* _Exercise instructions_: Gather every line of the material below that contains the string "green", matching case exactly.

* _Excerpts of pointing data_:

>> start

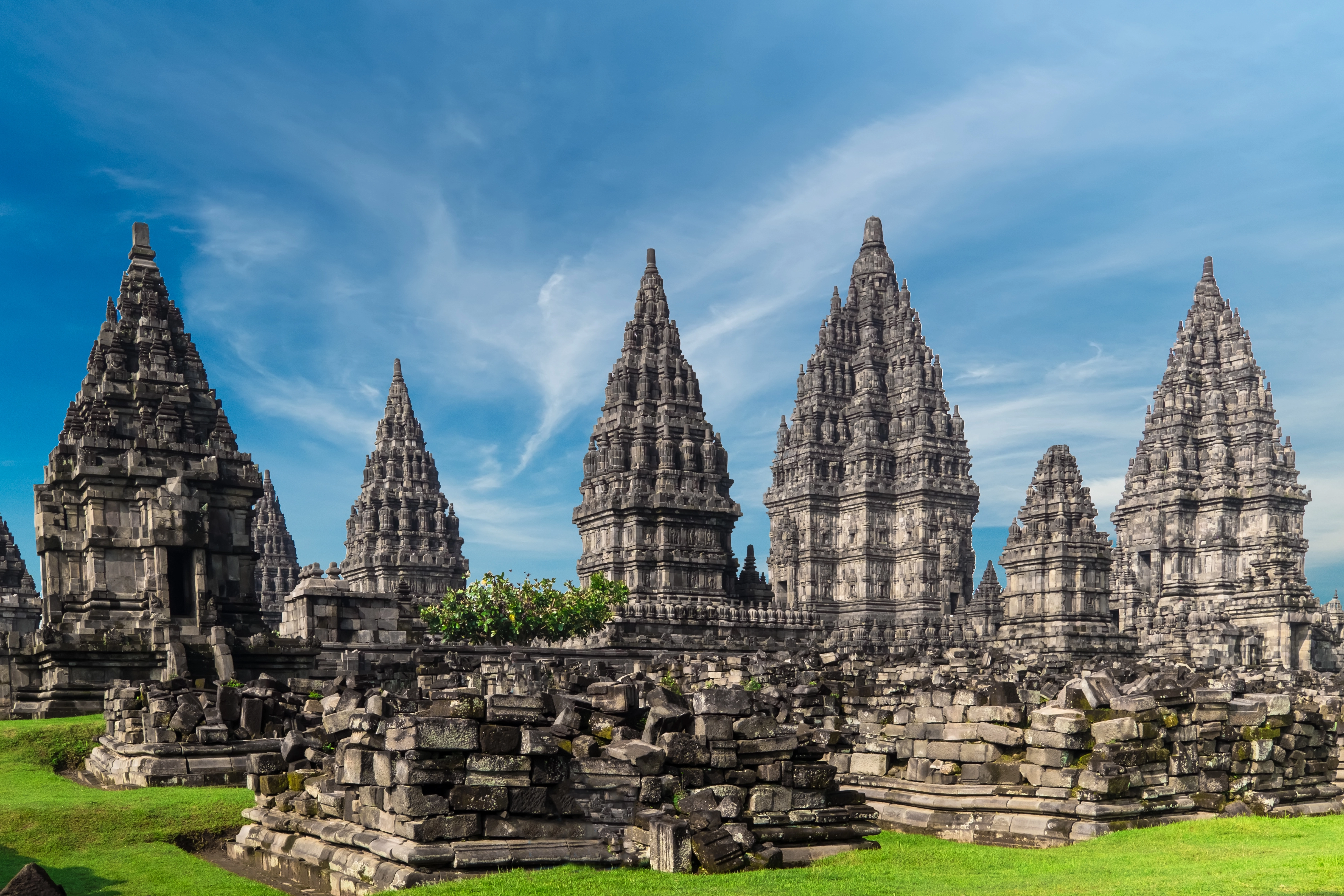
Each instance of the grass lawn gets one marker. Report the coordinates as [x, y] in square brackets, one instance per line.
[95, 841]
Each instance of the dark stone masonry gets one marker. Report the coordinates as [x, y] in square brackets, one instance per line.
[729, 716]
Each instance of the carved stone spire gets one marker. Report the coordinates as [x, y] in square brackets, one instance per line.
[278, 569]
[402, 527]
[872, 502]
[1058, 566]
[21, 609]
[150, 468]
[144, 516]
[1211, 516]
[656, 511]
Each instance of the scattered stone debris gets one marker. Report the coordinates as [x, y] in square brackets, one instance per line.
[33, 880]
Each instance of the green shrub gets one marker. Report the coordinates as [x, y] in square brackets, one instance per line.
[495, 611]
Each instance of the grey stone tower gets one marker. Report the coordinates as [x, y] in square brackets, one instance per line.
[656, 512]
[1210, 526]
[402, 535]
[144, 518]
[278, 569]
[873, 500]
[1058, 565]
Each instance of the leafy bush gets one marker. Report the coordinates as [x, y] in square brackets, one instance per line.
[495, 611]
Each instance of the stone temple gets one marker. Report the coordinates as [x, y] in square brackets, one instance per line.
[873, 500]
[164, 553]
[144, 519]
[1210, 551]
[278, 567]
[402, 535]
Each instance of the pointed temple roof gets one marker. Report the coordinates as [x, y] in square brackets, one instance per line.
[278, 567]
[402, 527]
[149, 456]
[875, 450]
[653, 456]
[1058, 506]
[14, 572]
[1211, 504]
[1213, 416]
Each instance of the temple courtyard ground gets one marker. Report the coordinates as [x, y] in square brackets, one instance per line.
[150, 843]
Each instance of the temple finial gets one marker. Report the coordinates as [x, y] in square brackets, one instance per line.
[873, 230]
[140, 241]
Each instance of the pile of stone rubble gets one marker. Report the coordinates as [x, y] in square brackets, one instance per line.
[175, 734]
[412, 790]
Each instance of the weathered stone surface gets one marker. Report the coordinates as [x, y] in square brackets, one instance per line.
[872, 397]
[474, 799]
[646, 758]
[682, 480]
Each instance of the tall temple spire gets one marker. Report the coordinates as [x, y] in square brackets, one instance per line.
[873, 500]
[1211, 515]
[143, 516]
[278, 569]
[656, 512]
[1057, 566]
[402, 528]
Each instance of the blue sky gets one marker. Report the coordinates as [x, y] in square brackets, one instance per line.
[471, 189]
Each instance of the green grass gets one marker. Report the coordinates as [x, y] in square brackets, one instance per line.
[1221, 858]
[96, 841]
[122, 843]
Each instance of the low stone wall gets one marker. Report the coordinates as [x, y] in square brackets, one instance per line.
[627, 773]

>> end
>> start

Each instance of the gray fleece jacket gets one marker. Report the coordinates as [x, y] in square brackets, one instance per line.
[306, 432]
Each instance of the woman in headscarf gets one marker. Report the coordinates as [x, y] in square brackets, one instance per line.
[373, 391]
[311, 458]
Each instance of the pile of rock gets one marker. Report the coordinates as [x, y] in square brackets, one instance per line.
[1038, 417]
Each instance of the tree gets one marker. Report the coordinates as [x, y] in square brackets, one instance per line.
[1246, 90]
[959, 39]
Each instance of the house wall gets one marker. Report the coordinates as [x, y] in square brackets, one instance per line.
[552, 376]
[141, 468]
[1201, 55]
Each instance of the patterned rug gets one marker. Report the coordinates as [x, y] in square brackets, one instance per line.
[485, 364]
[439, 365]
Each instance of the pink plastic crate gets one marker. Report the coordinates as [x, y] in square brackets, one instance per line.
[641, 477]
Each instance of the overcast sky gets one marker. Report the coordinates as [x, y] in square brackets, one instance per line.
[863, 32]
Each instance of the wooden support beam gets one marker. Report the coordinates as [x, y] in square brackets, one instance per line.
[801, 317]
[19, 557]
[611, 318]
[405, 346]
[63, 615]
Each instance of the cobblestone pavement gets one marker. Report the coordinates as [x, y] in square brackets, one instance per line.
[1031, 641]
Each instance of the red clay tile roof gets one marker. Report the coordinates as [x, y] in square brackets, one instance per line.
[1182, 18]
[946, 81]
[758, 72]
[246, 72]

>> end

* _Task response_:
Each instance of the green shrub gets one marker. Report the coordinates as [x, y] in square brackets, one instance per line.
Each instance of the green grass gets one marker. Report the coordinates as [x, y] in square brackets, one instance per line.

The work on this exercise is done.